Task details: Every record must be written out once more, with nothing added or omitted.

Dataset records:
::::::

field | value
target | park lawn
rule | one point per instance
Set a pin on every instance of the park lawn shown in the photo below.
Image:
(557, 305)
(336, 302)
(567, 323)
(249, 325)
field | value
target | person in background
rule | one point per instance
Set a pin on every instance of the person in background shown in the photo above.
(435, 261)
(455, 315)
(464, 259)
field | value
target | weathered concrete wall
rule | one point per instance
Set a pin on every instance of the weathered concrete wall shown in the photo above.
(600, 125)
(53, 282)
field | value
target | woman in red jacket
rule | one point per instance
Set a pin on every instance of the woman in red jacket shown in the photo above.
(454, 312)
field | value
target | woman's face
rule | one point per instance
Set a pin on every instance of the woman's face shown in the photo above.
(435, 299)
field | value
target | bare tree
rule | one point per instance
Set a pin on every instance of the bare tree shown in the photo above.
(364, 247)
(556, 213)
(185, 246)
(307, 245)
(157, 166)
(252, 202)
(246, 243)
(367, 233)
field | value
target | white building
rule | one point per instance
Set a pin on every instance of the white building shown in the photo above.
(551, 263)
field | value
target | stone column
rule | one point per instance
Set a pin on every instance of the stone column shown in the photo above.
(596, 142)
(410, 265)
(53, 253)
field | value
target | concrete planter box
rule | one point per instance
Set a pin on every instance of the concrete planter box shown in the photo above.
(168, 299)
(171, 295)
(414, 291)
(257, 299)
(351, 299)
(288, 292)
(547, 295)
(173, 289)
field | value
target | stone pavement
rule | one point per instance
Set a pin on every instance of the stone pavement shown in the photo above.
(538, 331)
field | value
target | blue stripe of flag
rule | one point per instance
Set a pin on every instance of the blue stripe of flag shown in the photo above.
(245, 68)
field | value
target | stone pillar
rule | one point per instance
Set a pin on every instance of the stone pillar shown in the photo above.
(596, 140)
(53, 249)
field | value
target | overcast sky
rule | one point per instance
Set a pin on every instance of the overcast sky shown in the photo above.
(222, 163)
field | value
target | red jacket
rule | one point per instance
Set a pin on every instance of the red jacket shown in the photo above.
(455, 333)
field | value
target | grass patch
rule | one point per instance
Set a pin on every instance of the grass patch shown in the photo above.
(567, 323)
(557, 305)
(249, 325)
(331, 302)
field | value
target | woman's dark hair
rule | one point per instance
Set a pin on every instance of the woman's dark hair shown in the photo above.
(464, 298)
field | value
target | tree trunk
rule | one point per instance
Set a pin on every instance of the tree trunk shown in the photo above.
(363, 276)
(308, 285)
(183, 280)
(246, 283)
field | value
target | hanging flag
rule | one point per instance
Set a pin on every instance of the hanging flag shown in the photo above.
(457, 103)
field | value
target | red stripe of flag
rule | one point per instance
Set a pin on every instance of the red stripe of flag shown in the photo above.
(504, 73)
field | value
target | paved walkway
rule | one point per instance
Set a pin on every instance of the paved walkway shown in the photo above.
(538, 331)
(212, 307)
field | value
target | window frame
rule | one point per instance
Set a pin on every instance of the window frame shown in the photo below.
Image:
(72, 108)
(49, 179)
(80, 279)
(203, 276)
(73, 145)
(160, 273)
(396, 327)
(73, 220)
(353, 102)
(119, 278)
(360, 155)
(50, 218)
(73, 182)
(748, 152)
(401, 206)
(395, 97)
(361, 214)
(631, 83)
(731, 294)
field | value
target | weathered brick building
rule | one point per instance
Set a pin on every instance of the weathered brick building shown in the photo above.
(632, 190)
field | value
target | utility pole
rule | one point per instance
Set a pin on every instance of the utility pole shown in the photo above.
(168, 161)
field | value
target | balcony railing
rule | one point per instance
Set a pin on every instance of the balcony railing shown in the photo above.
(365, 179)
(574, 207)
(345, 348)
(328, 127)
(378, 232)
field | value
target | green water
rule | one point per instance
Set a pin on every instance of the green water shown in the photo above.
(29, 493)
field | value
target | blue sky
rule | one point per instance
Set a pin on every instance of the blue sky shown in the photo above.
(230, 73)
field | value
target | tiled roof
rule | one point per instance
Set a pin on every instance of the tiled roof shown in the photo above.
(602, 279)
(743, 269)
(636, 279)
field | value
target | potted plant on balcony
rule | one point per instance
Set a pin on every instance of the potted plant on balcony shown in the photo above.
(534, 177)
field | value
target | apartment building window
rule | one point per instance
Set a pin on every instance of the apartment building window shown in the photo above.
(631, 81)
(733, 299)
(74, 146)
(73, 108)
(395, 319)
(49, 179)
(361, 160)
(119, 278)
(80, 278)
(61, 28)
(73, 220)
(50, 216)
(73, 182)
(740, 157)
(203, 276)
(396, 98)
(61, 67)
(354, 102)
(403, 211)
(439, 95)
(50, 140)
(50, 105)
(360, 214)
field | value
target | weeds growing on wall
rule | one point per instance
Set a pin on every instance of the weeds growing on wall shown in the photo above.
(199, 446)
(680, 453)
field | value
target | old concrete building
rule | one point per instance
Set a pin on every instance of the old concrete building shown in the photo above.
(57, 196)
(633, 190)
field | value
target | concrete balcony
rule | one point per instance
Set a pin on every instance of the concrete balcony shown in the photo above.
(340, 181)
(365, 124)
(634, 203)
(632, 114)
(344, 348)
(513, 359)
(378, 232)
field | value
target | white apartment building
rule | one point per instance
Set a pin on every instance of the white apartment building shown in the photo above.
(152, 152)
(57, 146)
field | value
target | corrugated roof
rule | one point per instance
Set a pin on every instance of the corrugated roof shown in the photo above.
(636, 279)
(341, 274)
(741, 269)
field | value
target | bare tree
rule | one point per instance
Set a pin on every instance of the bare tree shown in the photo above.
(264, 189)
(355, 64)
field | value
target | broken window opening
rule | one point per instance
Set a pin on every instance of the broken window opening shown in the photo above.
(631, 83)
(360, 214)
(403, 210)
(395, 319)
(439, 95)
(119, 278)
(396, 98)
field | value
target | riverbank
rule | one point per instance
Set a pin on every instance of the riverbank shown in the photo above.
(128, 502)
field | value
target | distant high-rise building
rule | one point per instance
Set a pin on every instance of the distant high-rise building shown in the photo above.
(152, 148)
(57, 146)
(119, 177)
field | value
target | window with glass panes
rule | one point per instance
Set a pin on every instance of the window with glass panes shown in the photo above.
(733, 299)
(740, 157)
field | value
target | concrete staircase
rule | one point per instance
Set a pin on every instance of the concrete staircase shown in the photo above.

::::::

Exercise result:
field | value
target | park lawn
rule | one point per instance
Set a pin on every instance of the park lawn shown in the photo below.
Image:
(557, 305)
(336, 302)
(567, 323)
(249, 325)
field | value
target | person in background
rule | one point per instance
Set a pin on every instance of the person in background shown in the photo above.
(435, 261)
(455, 315)
(464, 259)
field | value
target | weathered concrete wall
rule | one point per instance
Set a pin on every instance of the weathered concrete wall shown in the photo above.
(600, 125)
(53, 282)
field | value
target | woman in red jacket
rule | one point per instance
Set a pin on every instance of the woman in red jacket shown in the photo above.
(454, 312)
field | value
target | woman's face
rule | one point per instance
Set a pin on every instance of the woman's face shown in the photo above.
(435, 299)
field | value
target | bare tree
rule | one point per instance
Set a pin on every instance of the bare tree shown in the photo above.
(364, 247)
(556, 213)
(185, 246)
(307, 245)
(157, 166)
(252, 202)
(246, 243)
(367, 233)
field | value
target | white building
rule | one point per instance
Set a pin on every instance of the white building shown in the photo above.
(551, 263)
field | value
target | stone column
rule | one point per instance
Set a pin on every instance of the stone column shown in the photo above.
(596, 142)
(410, 265)
(53, 253)
field | value
target | concrete planter box
rule | one point per instance
Set a pin on every instance of the concrete planter box shown in the photo above.
(168, 299)
(171, 295)
(414, 291)
(257, 299)
(351, 299)
(288, 292)
(547, 295)
(173, 289)
field | value
target | stone pavement
rule | one point per instance
Set a pin on every instance of the stone pavement shown in the photo above.
(538, 331)
field | value
target | blue stripe of flag
rule | one point per instance
Set a pin on every instance of the blue stripe of flag shown in the photo above.
(245, 68)
field | value
target | stone pillar
rule | one point per instance
Set a pin on every instance of the stone pillar shown in the photo above.
(596, 140)
(53, 249)
field | value
target | overcast sky
rule | one point per instance
Set a pin on every instance of the overcast sky shown in the photo above.
(222, 163)
field | value
target | red jacket
rule | one point per instance
Set a pin on every instance of the red jacket shown in the photo above.
(455, 333)
field | value
target | grass patch
rule | one point per instance
Set a pin on every instance of the grass patch shown in the photo above.
(567, 323)
(557, 305)
(249, 325)
(331, 302)
field | value
target | woman's dark hair
rule | one point per instance
Set a pin on every instance of the woman's dark hair shown in the photo above.
(464, 298)
field | value
target | tree trunk
rule | one point per instance
Set a pin on every instance of the tree trunk shown in the photo above.
(363, 276)
(308, 285)
(183, 280)
(246, 283)
field | value
target | hanging flag
rule | one point per instance
Set a pin on every instance of the hanging flag shown in the photo above.
(457, 103)
field | value
target | red stripe of flag
rule | one point per instance
Set a pin on every instance of the red stripe of flag shown in the photo above.
(504, 73)
field | value
target | paved walkway
rule | one point per instance
Set a pin on every instance of the paved walkway shown in the photo above.
(538, 331)
(212, 307)
field | value
target | window frame
rule | one point per instance
Set a pin on every instance of the window frame shown in the photo below.
Image:
(72, 108)
(49, 179)
(80, 279)
(203, 276)
(73, 145)
(160, 273)
(396, 327)
(73, 220)
(353, 102)
(119, 278)
(360, 155)
(50, 218)
(73, 182)
(748, 152)
(401, 206)
(395, 97)
(361, 214)
(631, 83)
(731, 294)
field | value
target | weathered brick building
rule | one point per instance
Set a pin on every instance of the weathered brick building shown in the photo above.
(632, 190)
field | value
target | utility pole
rule | one point per instance
Set a pin on every instance of the utility pole shown in the photo above.
(168, 161)
field | value
target | balcony railing
rule | one point per instance
Set a pin on every instance of the balcony railing shown in the photo above.
(365, 179)
(574, 207)
(345, 348)
(328, 127)
(378, 232)
field | value
target | green water
rule | one point per instance
Set a pin on every instance of the green water shown in the photo above.
(29, 493)
field | value
target | blue sky
rule | one point per instance
Set a pin on every instance of the blue sky shown in the photo above.
(230, 73)
field | value
target | tiled roof
rule | one point per instance
Set a pin on every instance of the tiled roof shown in the photo above.
(602, 279)
(743, 269)
(636, 279)
field | value
target | potted plant on balcony
rule | one point per instance
Set a pin on every instance of the potted plant on balcony shown in the photo above.
(534, 177)
field | value
target | apartment building window
rule | one point per instance
Set a pin on every instance of the apartment building window shown in the photo above.
(631, 81)
(733, 299)
(74, 146)
(73, 108)
(395, 319)
(49, 179)
(361, 160)
(119, 278)
(80, 278)
(61, 28)
(73, 220)
(50, 216)
(73, 182)
(740, 157)
(203, 276)
(396, 98)
(61, 67)
(354, 102)
(403, 211)
(439, 95)
(50, 140)
(50, 105)
(360, 214)
field | value
target | weeds growing on wall
rule | one point per instance
Set a pin on every instance of the weeds growing on wall shown in the photo above.
(199, 446)
(680, 453)
field | value
target | old concrete building
rule | one point per instance
Set a pin on every instance of the old concrete building shown in the photo above.
(57, 196)
(633, 190)
field | value
target | concrete balcony
rule | one point per instance
Set a pin on every instance of the concrete balcony shown in the photo above.
(340, 181)
(365, 124)
(634, 203)
(632, 114)
(344, 348)
(513, 359)
(378, 232)
field | value
target | white apartment building
rule | one point per instance
Set a pin on every instance of the white apartment building shown in the photo above.
(152, 152)
(57, 146)
field | value
target | corrugated roof
rule | one point per instance
Set a pin on every instance of the corrugated roof shown in the photo above.
(636, 279)
(341, 274)
(741, 269)
field | value
target | bare tree
rule | one point per instance
Set a pin on every instance of the bare tree shown in the photo above.
(264, 189)
(355, 64)
field | value
target | broken window opening
rule | one point per instance
Set a pin on every instance of the broken window opening shown in the photo above.
(631, 83)
(360, 214)
(403, 210)
(395, 319)
(439, 95)
(119, 278)
(396, 98)
field | value
target | riverbank
rule | one point per instance
Set a pin on every instance of the riverbank shown in the photo above.
(128, 502)
field | value
target | distant high-rise building
rule | one point per instance
Set a pin on every instance of the distant high-rise building shown in the photo above.
(152, 148)
(57, 146)
(119, 177)
field | value
target | window with glass panes
rule | one point per instance
Set a pin on every instance of the window with glass panes shown in the photo above.
(733, 299)
(740, 157)
field | value
target | concrete staircase
rule | one point per instance
Set a pin on every instance of the concrete staircase shown in the photo above.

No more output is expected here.